--- START SUPPLIED PASSAGE ---
# how to books



## txdyna65 (Aug 17, 2012)

I came across this website while doing my normal daily research and was wondering if anyone has purchased it and if they thought it was worth it.

http://modeltrainsforbeginners.com/mtfb1/

It seems to have alot of info and would be able to print it out. I wouldnt mind paying for it, but would like opinions on it.


----------



## T-Man (May 16, 2008)

You can always buy it and review it for us. I lean toward a sevice manual for a specific type of model train. General books I buy at yard sales. His book must take up a lot of time since he does not post here, to my knowlwdge. Overall books are a good investmant. The alternative is you tube. You can find out anything there. Here we show it and discuss it and steer members in the right direction. Amazon has a better selection and topic specifically to your needs. Scenery, wiring, layouts. More than you can afford.


----------



## tjcruiser (Jan 10, 2010)

Dyna,

Lot's of beginner info available online. For starters, I'd recommend the NMRA (Nat'l Model Railroad Assoc) website, including their beginner sections:

http://www.nmra.org/

http://www.nmra.org/beginner/

If you find yourself wanting more detail, then perhaps the book might be a follow-on.

TJ


----------



## txdyna65 (Aug 17, 2012)

TJ

Ive been visiting that site for months and it has alot of great info and there is alot of info on the web, youtube here at the forum and other places I was just hoping someone had gotten this ebook and had an opinion on it. I guess I could always just print out info as I run across it so I would have something to reference when I need it instead of trying to hunt it down on the web since my pc wont be out in the shed. Kinda why I was looking at getting that ebook. So much has changed since I did my small layouts when I was younger so Im just trying to find everything I can to help me along and minimize the mistakes that I know I'll make either way lol


----------
--- END SUPPLIED PASSAGE ---
SHORT PROBLEM A
Translate this sentence from the model train book thread into Spanish: "If you find yourself wanting more detail, then perhaps the book might be a follow-on."
SHORT PROBLEM B
List every web address that appears in the model train book thread.
--- START PROVIDED MATERIAL ---
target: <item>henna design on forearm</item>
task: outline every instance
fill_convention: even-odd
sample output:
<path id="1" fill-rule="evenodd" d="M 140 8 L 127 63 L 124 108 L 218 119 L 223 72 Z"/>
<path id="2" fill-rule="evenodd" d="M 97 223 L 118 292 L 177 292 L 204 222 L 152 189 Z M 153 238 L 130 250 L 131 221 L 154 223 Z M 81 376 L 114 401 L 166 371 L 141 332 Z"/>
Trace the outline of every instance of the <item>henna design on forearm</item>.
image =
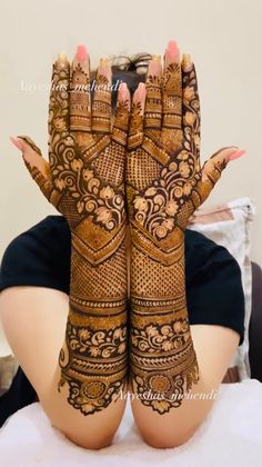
--- END PROVIDED MATERIAL ---
OUTPUT A
Si te das cuenta de que quieres más detalle, entonces quizás el libro podría ser un paso siguiente.

OUTPUT B
http://modeltrainsforbeginners.com/mtfb1/
http://www.nmra.org/
http://www.nmra.org/beginner/